> [Records for this exercise]
· · · ·

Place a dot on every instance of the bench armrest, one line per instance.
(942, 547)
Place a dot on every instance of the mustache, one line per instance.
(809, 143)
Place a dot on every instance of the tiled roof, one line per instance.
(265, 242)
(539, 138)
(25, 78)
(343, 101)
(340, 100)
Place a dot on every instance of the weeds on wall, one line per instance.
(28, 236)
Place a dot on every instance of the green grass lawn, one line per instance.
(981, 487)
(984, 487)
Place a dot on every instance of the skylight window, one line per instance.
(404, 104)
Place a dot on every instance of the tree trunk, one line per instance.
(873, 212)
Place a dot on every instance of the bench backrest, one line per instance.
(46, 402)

· · · ·

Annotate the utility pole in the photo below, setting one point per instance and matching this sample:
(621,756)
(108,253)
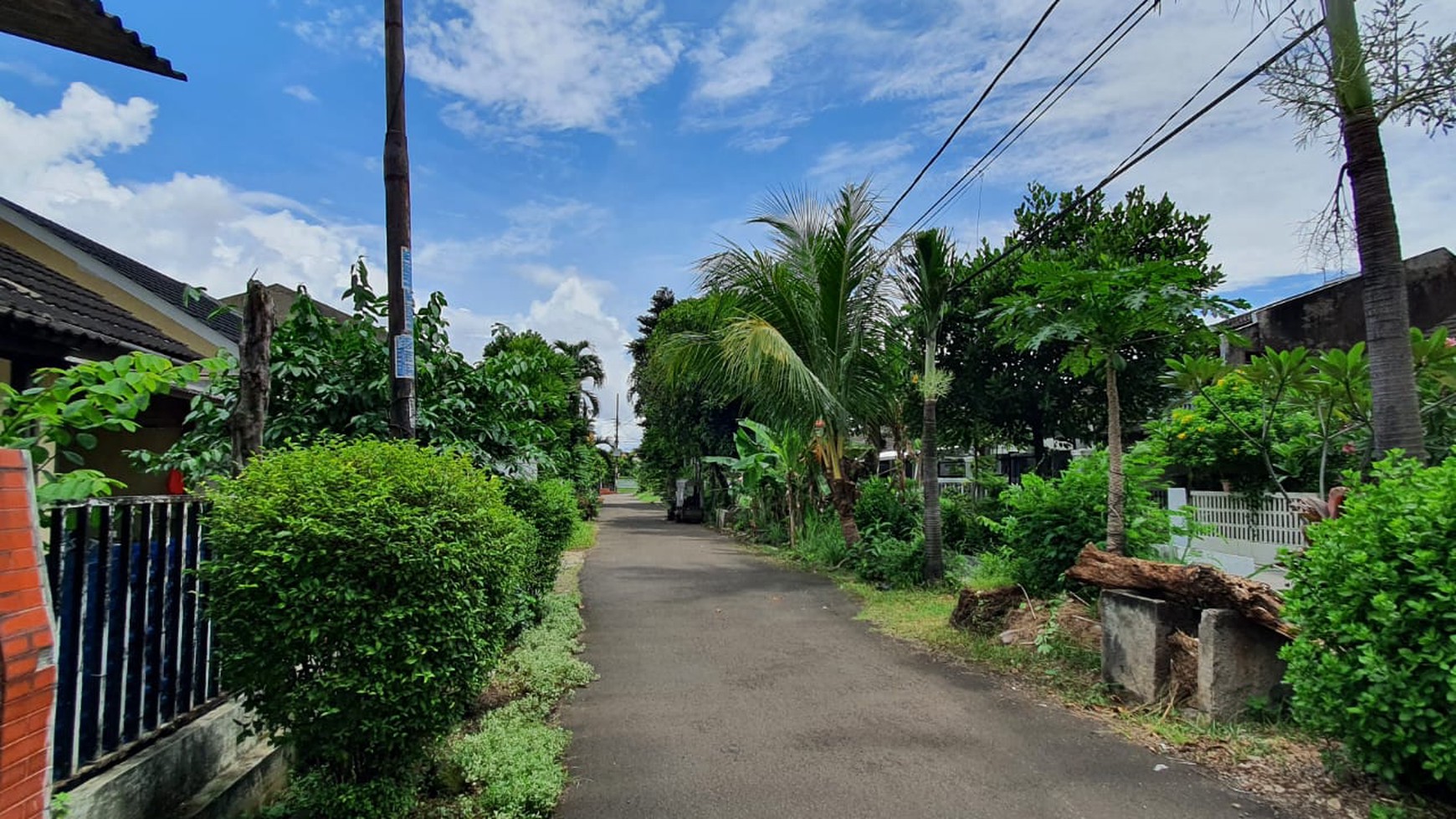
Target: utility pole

· · · ·

> [The exercise] Find every line in the entries above that contains the word "Place" and copy each of those lines.

> [Answer to this task]
Place a dot on every instance of the bench armrest, one line per instance.
Place a dot on every instance of the mustache, one line per instance.
Place a dot on every instance of the tiled roof, one line per instance.
Place a dot on every instance of the weeds on wall, one line per instance.
Place a dot on every instance of the green grass lawn, one line per instance.
Place a dot on every instance of the skylight window, one line per instance.
Place a dot on every instance of the tree trunk, one line per instance.
Place a dot on every instance of the bench backrest, one line per instance.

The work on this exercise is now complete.